> **Record list**
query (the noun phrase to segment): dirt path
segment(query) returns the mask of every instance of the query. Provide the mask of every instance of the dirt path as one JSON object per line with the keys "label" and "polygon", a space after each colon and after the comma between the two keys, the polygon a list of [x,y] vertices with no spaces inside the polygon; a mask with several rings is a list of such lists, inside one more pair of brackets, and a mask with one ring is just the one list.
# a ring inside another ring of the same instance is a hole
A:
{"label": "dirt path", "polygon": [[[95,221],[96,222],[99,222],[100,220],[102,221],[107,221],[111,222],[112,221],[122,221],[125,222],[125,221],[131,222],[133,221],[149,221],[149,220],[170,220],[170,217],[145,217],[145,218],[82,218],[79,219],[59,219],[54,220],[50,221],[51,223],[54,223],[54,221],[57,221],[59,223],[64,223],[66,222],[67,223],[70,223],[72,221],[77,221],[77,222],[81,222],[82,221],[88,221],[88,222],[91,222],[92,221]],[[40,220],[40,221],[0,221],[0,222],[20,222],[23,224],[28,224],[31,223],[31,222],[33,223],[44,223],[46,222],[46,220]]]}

> **Task goal**
Extract the records from their first line through the line that contains "segment(query) returns the", reproducing every line unchanged.

> **Exercise solution**
query (the noun phrase to segment): dirt path
segment(query) returns the mask of every instance of the query. Provide the mask of every instance of the dirt path as one JSON object per line with the keys "label" and "polygon", a space after each colon and after the comma between the two keys, the polygon a list of [x,y] vertices with no spaces inside the polygon; a mask with several rings is a list of such lists, inside one more pair of brackets, and a mask with one ring is just the one list.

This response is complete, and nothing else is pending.